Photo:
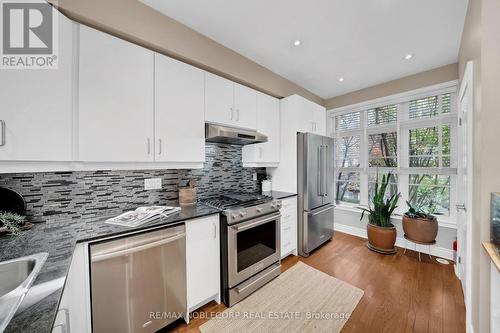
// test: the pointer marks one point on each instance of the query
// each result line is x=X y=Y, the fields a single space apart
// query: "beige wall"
x=420 y=80
x=480 y=43
x=136 y=22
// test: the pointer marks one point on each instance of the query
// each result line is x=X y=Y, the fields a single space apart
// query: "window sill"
x=442 y=222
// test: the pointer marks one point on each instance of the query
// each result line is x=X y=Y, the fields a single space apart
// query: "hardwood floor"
x=401 y=293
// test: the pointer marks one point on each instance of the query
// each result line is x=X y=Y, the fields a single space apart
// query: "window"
x=348 y=187
x=348 y=151
x=382 y=150
x=382 y=115
x=414 y=138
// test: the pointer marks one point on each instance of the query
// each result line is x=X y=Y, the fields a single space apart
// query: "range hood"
x=231 y=135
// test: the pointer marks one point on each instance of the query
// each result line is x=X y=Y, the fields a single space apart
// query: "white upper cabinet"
x=179 y=111
x=268 y=123
x=115 y=109
x=229 y=103
x=297 y=115
x=245 y=106
x=36 y=112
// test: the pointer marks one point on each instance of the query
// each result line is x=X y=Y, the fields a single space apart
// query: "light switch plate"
x=152 y=183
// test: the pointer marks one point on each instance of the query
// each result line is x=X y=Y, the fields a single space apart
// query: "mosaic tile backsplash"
x=94 y=195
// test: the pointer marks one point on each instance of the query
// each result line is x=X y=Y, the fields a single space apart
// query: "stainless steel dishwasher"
x=139 y=282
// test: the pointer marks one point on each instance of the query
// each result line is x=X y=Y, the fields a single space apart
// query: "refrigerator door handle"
x=325 y=170
x=320 y=179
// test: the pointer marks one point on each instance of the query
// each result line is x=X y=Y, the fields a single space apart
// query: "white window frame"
x=402 y=127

━━━━━━━━━━

▶ [PROMPT]:
Hand back the records above exactly as they are, pictures excluded.

▶ [OUTPUT]:
Photo:
// test: the pointer marks one point on each instance of the query
// each result line is x=X y=Y, the fields a single space apart
// query: "beige wall"
x=420 y=80
x=480 y=43
x=136 y=22
// test: the pointer marks one point on each instance of the query
// each result line is x=X y=Y, the fields a single space apart
// query: "window sill"
x=442 y=222
// test: the pointer marks one point on each instance of the query
// each result line is x=X y=Y, the fields a single space apart
// query: "hardwood floor"
x=401 y=293
// test: the pointer marks one point on each instance of the query
// each result line is x=X y=Y, the fields a single space apart
// query: "window"
x=348 y=187
x=348 y=151
x=382 y=150
x=382 y=115
x=414 y=138
// test: the pointer marks one point on each instance of the query
// each result line is x=X y=Y, the fields a single space apart
// query: "range hood"
x=231 y=135
// test: the pointer marks one point on each instance of the query
// each result line is x=X y=Y, the fields a single space apart
// query: "white upper cabinet"
x=179 y=111
x=268 y=123
x=115 y=109
x=229 y=103
x=297 y=115
x=245 y=106
x=36 y=112
// test: the pointer marks one point on each instance of the query
// each result line is x=X y=Y, the fields a single space apart
// query: "light switch plate"
x=152 y=183
// test: the pointer marks one point on each instance of the query
// each result line is x=X y=Y, the fields a single space apart
// query: "mosaic tile backsplash"
x=94 y=195
// test: the pointer marks one point on each instance of the query
// each result line is x=X y=Y, the fields a single space apart
// query: "stainless steel dishwasher"
x=139 y=282
// test: the pointer marks one point on each instance of the query
// each result line is x=X y=Y, the fields a single space apart
// query: "refrigerator door handle"
x=325 y=170
x=320 y=179
// test: the pointer marks one point on each instance of the query
// each result line is x=X y=Y, the fields a single space apart
// query: "white window frame"
x=402 y=127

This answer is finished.